═══ Given information ═══

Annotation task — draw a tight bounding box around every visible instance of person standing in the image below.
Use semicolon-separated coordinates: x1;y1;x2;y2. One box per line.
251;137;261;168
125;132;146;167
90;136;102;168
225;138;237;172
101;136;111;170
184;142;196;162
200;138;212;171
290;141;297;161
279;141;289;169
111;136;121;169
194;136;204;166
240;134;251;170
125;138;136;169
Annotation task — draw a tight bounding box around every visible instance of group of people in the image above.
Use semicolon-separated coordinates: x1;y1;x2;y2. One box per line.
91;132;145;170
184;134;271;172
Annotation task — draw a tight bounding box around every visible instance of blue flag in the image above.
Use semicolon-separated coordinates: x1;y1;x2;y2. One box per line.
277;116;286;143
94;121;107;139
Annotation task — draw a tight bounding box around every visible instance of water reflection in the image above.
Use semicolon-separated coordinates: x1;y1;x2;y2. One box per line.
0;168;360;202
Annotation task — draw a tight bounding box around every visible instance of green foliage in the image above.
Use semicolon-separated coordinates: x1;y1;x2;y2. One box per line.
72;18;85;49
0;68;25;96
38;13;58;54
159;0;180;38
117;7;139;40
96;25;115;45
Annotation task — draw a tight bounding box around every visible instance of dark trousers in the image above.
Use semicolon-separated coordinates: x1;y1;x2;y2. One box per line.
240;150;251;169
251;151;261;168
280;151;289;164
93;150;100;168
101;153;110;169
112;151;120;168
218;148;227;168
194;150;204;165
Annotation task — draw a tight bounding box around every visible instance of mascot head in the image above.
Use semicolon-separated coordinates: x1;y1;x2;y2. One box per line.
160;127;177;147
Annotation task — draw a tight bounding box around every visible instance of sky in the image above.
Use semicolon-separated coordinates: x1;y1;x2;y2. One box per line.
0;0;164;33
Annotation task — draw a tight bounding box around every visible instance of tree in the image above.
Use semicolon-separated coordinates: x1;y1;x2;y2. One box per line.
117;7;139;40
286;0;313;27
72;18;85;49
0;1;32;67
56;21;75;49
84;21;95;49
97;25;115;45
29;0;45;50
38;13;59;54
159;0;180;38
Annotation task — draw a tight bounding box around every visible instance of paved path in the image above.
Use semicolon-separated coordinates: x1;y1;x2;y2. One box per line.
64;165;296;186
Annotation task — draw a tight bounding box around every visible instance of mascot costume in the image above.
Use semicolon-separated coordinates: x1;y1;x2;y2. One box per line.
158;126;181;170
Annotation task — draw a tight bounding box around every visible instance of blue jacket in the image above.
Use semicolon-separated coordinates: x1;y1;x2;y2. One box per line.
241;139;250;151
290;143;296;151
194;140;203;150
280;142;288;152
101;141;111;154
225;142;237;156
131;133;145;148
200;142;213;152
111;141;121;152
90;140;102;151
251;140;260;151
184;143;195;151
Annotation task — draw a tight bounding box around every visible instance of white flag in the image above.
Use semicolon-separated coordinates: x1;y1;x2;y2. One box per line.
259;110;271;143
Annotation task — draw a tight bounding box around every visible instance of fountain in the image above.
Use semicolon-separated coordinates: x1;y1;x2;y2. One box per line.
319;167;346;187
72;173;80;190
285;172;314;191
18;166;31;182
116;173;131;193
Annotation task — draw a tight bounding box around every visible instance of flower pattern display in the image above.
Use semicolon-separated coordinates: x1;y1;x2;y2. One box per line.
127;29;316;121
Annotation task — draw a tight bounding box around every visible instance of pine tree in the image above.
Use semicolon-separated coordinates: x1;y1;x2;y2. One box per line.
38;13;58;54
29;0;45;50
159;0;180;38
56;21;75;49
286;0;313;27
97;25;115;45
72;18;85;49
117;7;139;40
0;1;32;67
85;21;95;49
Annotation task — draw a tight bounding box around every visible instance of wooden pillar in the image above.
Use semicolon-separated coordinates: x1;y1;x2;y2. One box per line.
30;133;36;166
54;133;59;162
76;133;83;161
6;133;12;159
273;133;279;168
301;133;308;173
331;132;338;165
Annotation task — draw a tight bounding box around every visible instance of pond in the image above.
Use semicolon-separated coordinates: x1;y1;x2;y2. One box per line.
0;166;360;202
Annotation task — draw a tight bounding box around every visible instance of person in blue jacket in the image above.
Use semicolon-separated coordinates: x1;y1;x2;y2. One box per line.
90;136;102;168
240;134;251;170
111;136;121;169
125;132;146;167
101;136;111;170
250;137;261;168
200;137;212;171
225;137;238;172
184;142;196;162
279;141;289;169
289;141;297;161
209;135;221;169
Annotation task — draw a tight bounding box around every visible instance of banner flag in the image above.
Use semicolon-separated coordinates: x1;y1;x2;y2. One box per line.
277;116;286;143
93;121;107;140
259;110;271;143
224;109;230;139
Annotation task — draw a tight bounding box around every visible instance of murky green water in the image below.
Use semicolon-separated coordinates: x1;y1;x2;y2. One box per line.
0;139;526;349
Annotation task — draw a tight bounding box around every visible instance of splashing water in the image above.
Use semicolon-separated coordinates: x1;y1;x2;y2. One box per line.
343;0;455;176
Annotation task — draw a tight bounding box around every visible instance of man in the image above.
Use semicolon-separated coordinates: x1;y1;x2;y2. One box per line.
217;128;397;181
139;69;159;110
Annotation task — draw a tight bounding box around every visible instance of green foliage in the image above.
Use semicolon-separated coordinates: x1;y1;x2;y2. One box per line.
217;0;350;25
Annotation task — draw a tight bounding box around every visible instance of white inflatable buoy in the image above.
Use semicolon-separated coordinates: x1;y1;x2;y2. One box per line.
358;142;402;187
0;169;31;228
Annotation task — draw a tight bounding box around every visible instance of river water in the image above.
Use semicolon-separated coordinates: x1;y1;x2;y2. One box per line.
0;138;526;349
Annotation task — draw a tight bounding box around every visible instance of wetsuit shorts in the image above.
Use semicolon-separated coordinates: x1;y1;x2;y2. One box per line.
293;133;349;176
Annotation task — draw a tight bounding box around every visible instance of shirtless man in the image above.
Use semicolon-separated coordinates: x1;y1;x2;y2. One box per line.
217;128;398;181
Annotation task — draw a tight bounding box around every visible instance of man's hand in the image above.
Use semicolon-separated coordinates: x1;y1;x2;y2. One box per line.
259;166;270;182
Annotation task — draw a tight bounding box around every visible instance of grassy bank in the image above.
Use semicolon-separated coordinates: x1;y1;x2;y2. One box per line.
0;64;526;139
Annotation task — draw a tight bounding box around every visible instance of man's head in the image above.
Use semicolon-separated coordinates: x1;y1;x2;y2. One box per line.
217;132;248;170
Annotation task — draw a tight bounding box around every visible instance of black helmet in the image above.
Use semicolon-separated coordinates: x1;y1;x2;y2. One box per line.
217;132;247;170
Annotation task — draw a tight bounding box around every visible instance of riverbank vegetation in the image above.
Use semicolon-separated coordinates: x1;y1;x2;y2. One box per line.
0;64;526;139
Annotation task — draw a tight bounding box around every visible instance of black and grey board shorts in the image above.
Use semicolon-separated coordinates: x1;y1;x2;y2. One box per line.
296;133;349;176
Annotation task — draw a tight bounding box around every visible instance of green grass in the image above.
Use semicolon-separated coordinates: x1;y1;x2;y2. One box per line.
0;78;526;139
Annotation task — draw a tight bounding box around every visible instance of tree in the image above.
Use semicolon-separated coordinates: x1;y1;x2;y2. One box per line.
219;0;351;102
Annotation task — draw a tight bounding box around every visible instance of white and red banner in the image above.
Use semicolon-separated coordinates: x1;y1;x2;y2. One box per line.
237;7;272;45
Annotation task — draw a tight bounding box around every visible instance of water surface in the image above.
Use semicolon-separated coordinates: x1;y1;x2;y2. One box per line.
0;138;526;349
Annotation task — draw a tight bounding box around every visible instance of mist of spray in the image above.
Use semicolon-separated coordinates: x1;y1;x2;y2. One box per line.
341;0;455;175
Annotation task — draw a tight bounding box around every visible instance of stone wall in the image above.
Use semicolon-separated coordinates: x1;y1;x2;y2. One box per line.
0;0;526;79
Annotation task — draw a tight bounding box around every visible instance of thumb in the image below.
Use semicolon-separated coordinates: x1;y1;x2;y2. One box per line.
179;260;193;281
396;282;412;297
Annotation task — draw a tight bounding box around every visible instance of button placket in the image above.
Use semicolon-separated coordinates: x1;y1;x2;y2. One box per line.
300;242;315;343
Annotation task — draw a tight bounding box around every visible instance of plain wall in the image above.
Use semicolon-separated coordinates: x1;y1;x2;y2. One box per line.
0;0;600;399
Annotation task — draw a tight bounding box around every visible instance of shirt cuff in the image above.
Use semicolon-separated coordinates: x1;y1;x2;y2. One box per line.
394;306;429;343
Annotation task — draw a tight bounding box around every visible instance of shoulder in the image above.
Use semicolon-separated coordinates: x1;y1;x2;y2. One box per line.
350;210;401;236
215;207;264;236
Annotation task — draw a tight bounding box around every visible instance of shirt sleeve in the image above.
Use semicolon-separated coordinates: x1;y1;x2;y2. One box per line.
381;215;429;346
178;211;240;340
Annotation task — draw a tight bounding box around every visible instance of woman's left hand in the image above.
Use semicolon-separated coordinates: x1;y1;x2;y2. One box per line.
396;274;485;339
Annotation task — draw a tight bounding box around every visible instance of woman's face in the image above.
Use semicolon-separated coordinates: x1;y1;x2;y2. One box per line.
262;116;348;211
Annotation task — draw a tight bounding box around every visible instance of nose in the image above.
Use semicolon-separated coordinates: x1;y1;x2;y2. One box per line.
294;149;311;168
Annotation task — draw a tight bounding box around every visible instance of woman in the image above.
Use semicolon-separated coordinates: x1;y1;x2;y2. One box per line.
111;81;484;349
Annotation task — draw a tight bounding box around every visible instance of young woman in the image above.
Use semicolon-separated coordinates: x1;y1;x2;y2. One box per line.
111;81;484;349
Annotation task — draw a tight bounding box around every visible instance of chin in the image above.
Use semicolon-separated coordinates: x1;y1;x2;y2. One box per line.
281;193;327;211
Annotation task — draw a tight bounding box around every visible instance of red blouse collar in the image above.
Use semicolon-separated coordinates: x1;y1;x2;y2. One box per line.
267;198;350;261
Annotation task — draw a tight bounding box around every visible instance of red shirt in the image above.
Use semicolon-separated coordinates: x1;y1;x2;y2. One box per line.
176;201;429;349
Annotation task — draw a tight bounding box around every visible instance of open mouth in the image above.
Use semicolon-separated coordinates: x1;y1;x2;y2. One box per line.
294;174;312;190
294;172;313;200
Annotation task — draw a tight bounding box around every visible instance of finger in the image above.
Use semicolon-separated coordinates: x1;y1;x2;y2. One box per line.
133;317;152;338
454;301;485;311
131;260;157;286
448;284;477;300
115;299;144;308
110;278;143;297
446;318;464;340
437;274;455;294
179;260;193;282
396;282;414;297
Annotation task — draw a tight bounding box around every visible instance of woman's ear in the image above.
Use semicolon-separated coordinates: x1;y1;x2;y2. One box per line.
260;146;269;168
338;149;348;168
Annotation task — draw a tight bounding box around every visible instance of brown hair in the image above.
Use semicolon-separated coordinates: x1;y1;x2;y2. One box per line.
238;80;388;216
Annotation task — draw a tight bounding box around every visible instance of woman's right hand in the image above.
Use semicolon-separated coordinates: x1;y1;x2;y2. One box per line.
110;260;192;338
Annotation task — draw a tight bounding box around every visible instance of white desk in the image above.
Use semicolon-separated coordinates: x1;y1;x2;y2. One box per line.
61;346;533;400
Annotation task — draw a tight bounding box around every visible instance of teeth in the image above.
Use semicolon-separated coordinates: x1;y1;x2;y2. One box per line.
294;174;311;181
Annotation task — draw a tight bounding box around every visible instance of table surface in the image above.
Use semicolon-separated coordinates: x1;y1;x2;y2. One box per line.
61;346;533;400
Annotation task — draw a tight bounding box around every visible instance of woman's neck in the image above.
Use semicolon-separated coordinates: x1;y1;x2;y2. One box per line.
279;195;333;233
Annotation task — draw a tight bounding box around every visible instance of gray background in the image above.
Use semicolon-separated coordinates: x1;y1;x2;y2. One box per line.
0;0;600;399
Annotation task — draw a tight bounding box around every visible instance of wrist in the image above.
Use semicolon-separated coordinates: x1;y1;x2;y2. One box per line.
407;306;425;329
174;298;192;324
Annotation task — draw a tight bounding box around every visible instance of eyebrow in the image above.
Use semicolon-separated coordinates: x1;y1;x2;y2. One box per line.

═══

> [Task prompt]:
Rewrite every line between the lines holding "splashing water in the image above." and "343;0;455;176", inclusive, and shift each coordinate up by 41. Give only those lines, with all other wording unchanged.

> [Final answer]:
Annotation task — draw a tight bounding box around every visible instance of splashing water in the image above.
Use semicolon-separated coordinates: x1;y1;x2;y2. One box per line.
384;41;496;217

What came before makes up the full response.